- Required work -
Reproduce the following data line for line, without changing anything, and omit the pictures from your copy.
____________________
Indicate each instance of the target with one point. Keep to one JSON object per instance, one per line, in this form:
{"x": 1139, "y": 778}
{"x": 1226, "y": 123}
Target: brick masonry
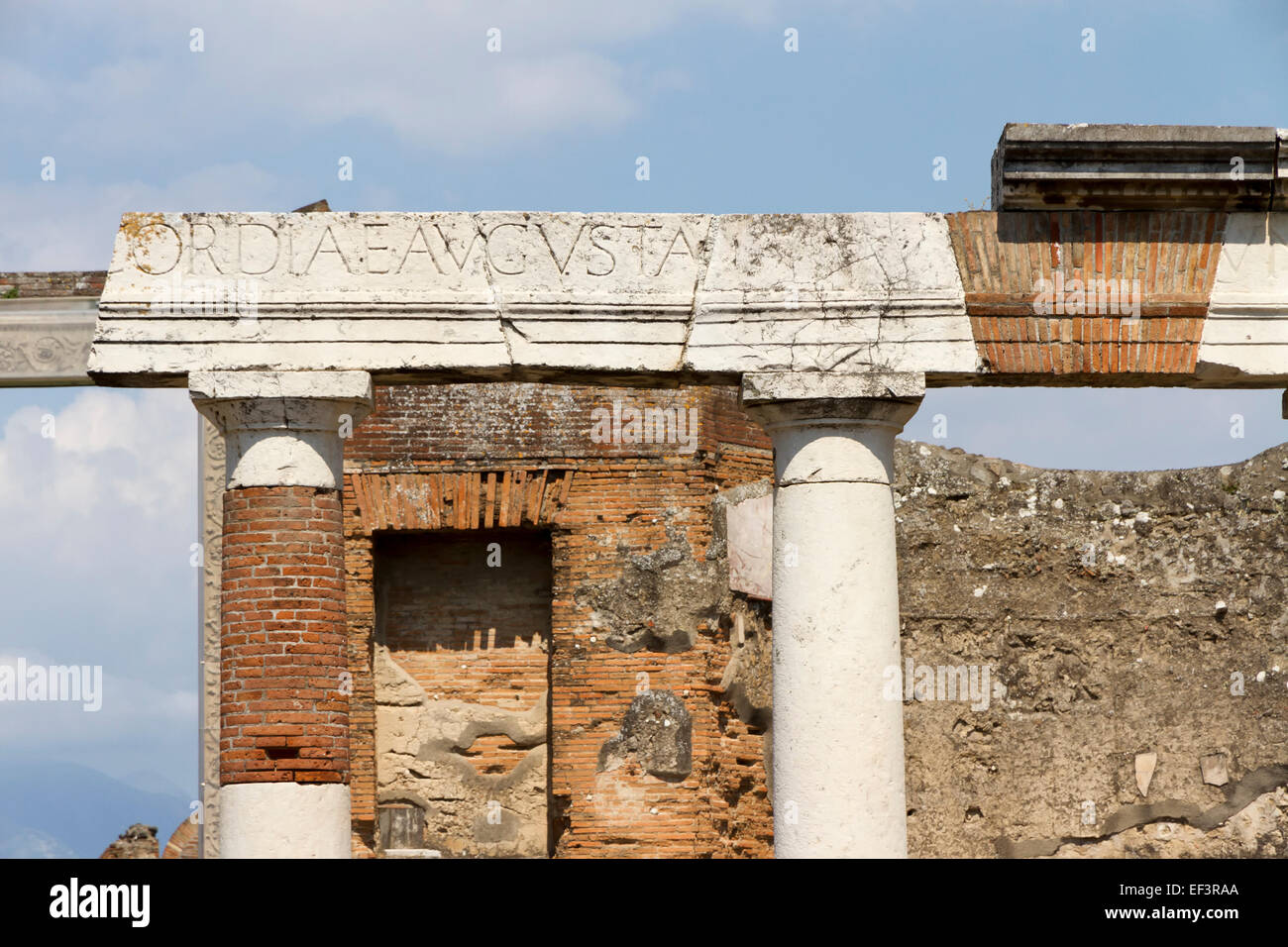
{"x": 426, "y": 454}
{"x": 283, "y": 709}
{"x": 1004, "y": 258}
{"x": 54, "y": 283}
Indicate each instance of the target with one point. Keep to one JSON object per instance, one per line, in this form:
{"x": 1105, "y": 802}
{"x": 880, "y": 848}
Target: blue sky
{"x": 94, "y": 567}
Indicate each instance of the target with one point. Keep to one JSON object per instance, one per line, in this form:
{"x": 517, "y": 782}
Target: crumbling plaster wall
{"x": 1091, "y": 598}
{"x": 1121, "y": 615}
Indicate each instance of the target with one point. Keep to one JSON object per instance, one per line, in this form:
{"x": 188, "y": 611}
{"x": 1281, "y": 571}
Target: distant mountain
{"x": 64, "y": 809}
{"x": 151, "y": 781}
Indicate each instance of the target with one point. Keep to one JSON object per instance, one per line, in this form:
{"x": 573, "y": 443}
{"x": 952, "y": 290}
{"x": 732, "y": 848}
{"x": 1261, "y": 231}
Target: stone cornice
____________________
- In response -
Indicate each instance of the target with one point. Keep to one JSON object per instance, one per line, in this form:
{"x": 1139, "y": 778}
{"x": 1226, "y": 123}
Target: brick masonry
{"x": 426, "y": 454}
{"x": 283, "y": 709}
{"x": 1004, "y": 258}
{"x": 54, "y": 283}
Indicate each instance of the target with one point. Keep to one JSON object per instance, one per line, in this form:
{"x": 1105, "y": 802}
{"x": 880, "y": 848}
Target: blue sky
{"x": 94, "y": 567}
Indicate each instance of the target with one point. Keep to one JSON object per instance, one per line, in this form:
{"x": 517, "y": 782}
Target: crumbling plaster wall
{"x": 1091, "y": 598}
{"x": 1121, "y": 615}
Indicate each instance of the target with one point. Keep to one JSON object per instance, one per line, in this form:
{"x": 188, "y": 611}
{"x": 1281, "y": 571}
Target: distant mountain
{"x": 64, "y": 809}
{"x": 151, "y": 781}
Indicate each instance of the target with one point. Keep to one JSON object per instance, one per line, in this form:
{"x": 573, "y": 443}
{"x": 952, "y": 290}
{"x": 732, "y": 848}
{"x": 1261, "y": 231}
Target: stone cornice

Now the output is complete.